Work request: The response should contain only those lines of the entries below that include the string "Return".

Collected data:
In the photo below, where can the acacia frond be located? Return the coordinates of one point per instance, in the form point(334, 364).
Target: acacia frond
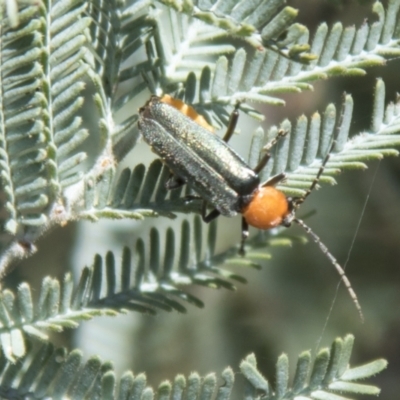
point(143, 282)
point(261, 75)
point(41, 94)
point(47, 372)
point(261, 22)
point(301, 152)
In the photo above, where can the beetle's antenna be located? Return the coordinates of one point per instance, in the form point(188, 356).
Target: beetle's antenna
point(335, 263)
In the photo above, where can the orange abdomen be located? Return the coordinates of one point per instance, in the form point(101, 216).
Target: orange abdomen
point(267, 208)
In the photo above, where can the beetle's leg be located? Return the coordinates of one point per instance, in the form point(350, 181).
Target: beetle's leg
point(174, 182)
point(245, 235)
point(232, 124)
point(262, 163)
point(212, 215)
point(274, 180)
point(191, 197)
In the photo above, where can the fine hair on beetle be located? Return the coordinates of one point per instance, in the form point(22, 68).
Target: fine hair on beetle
point(186, 144)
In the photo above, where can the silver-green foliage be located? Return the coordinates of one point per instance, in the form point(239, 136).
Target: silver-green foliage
point(47, 372)
point(53, 50)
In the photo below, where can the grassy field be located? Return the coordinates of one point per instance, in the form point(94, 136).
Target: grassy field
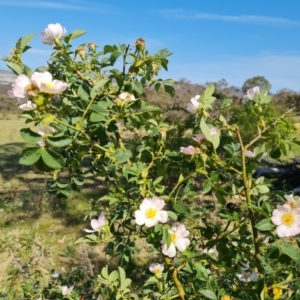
point(37, 232)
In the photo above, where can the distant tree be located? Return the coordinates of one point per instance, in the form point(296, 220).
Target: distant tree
point(259, 81)
point(287, 98)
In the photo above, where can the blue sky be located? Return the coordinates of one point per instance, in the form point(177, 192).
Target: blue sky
point(210, 40)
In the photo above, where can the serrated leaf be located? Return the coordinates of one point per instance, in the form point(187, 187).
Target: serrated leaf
point(74, 35)
point(208, 294)
point(30, 136)
point(205, 130)
point(265, 225)
point(108, 49)
point(17, 69)
point(98, 86)
point(201, 271)
point(26, 39)
point(28, 72)
point(151, 108)
point(170, 90)
point(113, 276)
point(263, 189)
point(52, 159)
point(181, 208)
point(58, 141)
point(290, 251)
point(122, 156)
point(206, 186)
point(30, 156)
point(137, 86)
point(84, 92)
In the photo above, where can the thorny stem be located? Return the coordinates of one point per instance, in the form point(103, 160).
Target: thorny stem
point(248, 199)
point(174, 273)
point(267, 128)
point(67, 125)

Written solution:
In the photo below, where can the acacia frond be located? Return the coordinates of one point per instance, in the form point(334, 364).
In the photo above, where can the beetle's antenna be located? Return the coordinates of one point per instance, in the form point(188, 356).
In the photo above, where can the orange abdomen be located? Return the coordinates of one point per instance, in the form point(101, 216).
In the photo above, where can the beetle's leg be located? Return the coordinates of one point per instance, in the form point(350, 181).
In the photo above, where can the fine hair on beetle be located? Return the coordinates of one point per instance, in the form point(22, 68).
In the photo above, where can the silver-green foliage be located? Return the coordinates of one point per instance, in the form point(239, 136).
In the photo below, where can the grassy field be located? Return the coordinates of one point per instance, in the form point(94, 136).
In the photo above, where can the distant tree be located? Return the coordinates of one point per instance, in the form point(296, 220).
In the photo above, where can the blue sky be located? Return the coordinates of one point per instance, in the form point(177, 192).
In the photo above, where can the serrated leaf be located? Return the coordinates of one point per instance, in the form point(187, 187).
In the photo above, where can the thorny stem be located? Return the coordinates of one point per instance, in the form point(103, 160).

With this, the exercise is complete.